Problem to solve: Print every record below exactly as it stands, but leave out the pictures.

[Data entries]

Start of Block

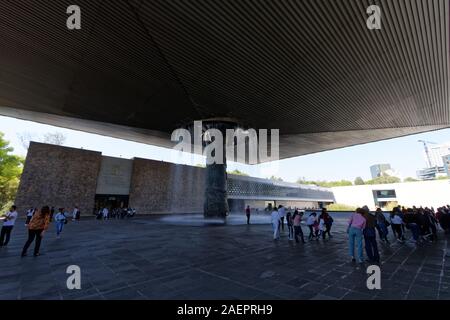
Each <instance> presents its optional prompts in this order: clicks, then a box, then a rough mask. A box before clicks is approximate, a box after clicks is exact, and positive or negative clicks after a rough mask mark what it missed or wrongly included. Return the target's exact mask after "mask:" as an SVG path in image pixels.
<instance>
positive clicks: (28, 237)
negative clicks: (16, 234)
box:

End of Block

Response to this exercise:
Each <instance> presents its optional prompts in this order: clicks, then a box, then a rough mask. A box before clicks is approximate, a box after clicks is exact, and positive or negative clicks after a rough mask mark what it missed or wrongly included. Return the target's exact mask after "mask:" as an SVG path in image pixels.
<instance>
positive clicks: (28, 237)
negative clicks: (16, 234)
box:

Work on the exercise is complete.